**Selected extract**
Chosen in: 1902 (began popular use in 1903)
Chosen by: An incendiary group of students
What is now the University of South Carolina1 was founded in 1801 and began playing baseball and football in 1892. According to university archivist Elizabeth West, the “Gamecocks” nickname comes from the fallout surrounding a football game against bitter rival Clemson.
On October 30, 1902, South Carolina defeated Clemson’s Tigers 12-6. During the postgame celebration, some South Carolina students sketched a drawing of a gamecock having defeated a tiger in battle. It’s unclear why these students chose to represent their school with a gamecock, but there are two primary theories: 1) cockfighting was still a popular form of entertainment at the time and, more popularly, 2) “Fighting Gamecock” was the nickname of South Carolina legend Thomas Sumter, who served as a brigadier general during the Revolutionary War and was later elected to both the House of Representatives and the U.S. Senate to represent the state.

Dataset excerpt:
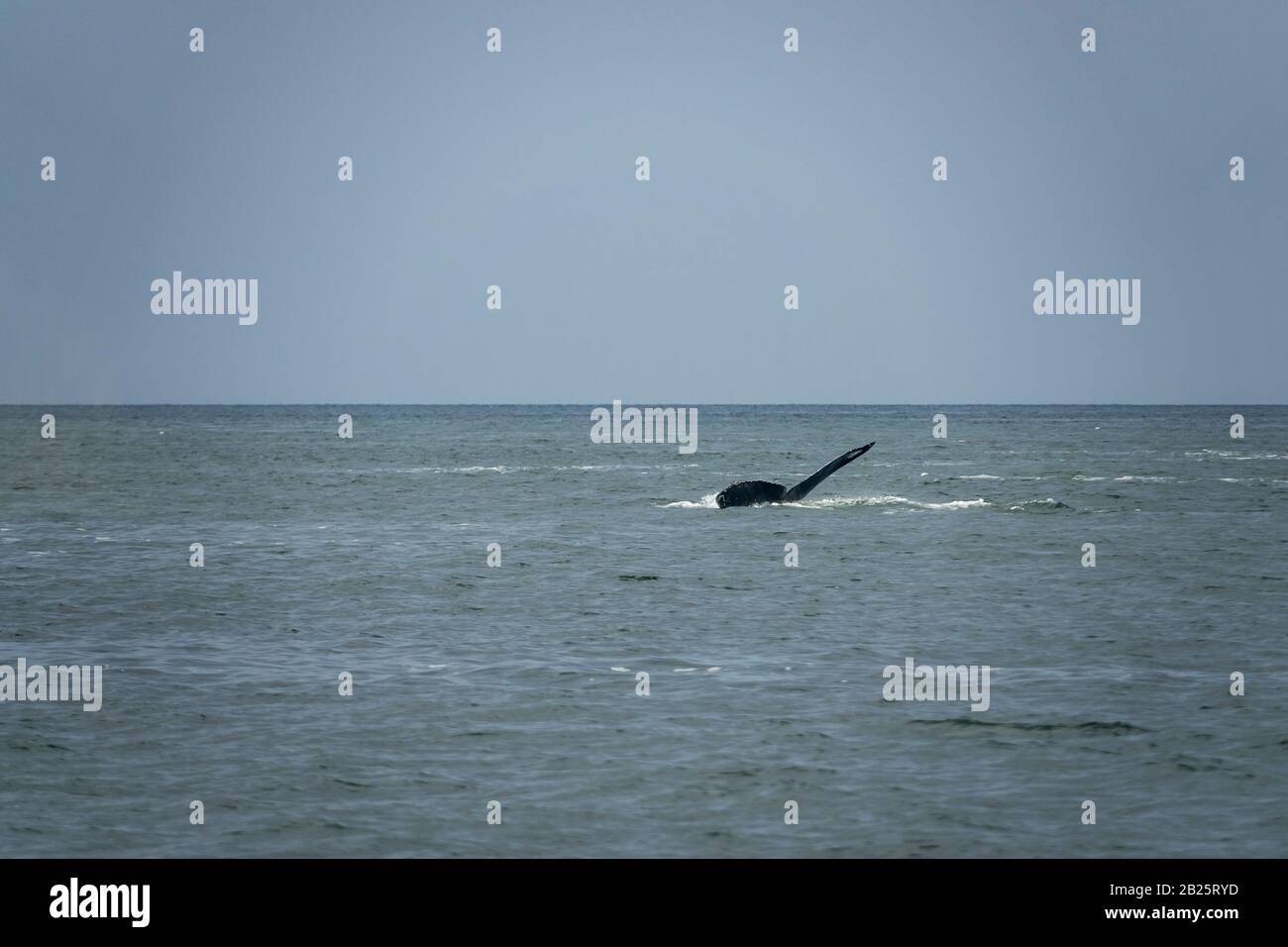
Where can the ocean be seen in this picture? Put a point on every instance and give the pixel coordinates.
(498, 710)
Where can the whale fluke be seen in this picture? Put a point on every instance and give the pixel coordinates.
(750, 492)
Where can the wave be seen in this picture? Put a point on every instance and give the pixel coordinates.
(888, 500)
(1048, 505)
(707, 502)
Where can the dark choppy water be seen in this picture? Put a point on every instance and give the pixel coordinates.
(476, 684)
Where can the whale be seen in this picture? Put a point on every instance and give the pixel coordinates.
(755, 492)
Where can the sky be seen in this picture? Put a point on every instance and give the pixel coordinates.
(518, 169)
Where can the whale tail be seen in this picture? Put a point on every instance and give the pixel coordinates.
(805, 486)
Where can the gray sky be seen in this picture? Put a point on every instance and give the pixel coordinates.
(768, 169)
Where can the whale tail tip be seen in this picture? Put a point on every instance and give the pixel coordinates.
(805, 486)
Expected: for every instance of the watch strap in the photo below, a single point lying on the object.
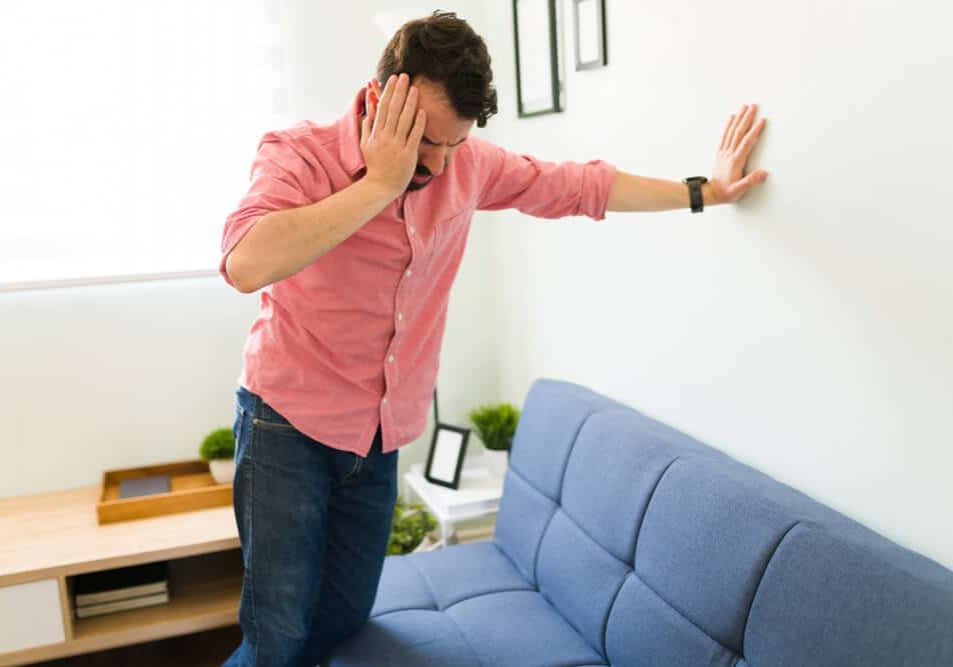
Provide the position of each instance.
(695, 192)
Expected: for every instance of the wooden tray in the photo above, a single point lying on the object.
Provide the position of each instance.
(191, 488)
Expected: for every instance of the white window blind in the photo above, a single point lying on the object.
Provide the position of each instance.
(127, 130)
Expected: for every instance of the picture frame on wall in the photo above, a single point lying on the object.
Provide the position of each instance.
(447, 451)
(590, 28)
(535, 30)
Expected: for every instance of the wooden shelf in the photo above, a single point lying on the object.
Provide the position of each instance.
(203, 593)
(50, 538)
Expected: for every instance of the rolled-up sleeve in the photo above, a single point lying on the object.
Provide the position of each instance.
(280, 179)
(539, 188)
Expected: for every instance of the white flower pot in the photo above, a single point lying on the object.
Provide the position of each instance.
(223, 470)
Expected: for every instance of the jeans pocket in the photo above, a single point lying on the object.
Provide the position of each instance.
(269, 419)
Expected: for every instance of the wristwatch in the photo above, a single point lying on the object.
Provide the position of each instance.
(694, 184)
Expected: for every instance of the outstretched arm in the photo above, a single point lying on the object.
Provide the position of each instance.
(728, 183)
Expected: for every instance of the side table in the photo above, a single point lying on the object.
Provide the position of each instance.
(481, 488)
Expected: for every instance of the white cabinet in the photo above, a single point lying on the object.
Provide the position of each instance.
(30, 615)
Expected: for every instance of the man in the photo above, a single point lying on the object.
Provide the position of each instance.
(354, 232)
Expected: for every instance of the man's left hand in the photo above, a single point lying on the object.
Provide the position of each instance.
(728, 183)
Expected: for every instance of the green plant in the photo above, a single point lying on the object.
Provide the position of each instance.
(219, 444)
(411, 523)
(496, 425)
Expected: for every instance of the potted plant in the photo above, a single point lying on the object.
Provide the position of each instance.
(495, 424)
(411, 524)
(218, 449)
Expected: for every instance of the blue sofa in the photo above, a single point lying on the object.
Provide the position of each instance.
(621, 541)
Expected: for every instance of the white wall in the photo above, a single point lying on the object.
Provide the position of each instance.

**Instruction 1**
Reproduce word for word the part of the Gamecocks nickname history between "On October 30, 1902, South" and "represent the state.", inclusive.
**Instruction 2**
Using the Gamecocks nickname history, explain in one to three sentences how the nickname came about, according to the university archivist.
The lines above play no part in this work.

**Finished answer 1**
On October 30, 1902, South Carolina defeated Clemson’s Tigers 12-6. During the postgame celebration, some South Carolina students sketched a drawing of a gamecock having defeated a tiger in battle. It’s unclear why these students chose to represent their school with a gamecock, but there are two primary theories: 1) cockfighting was still a popular form of entertainment at the time and, more popularly, 2) “Fighting Gamecock” was the nickname of South Carolina legend Thomas Sumter, who served as a brigadier general during the Revolutionary War and was later elected to both the House of Representatives and the U.S. Senate to represent the state.

**Finished answer 2**
University archivist Elizabeth West traces the nickname to the fallout from a football game against rival Clemson. After South Carolina beat Clemson's Tigers 12-6 on October 30, 1902, some South Carolina students celebrating the win sketched a gamecock that had defeated a tiger in battle.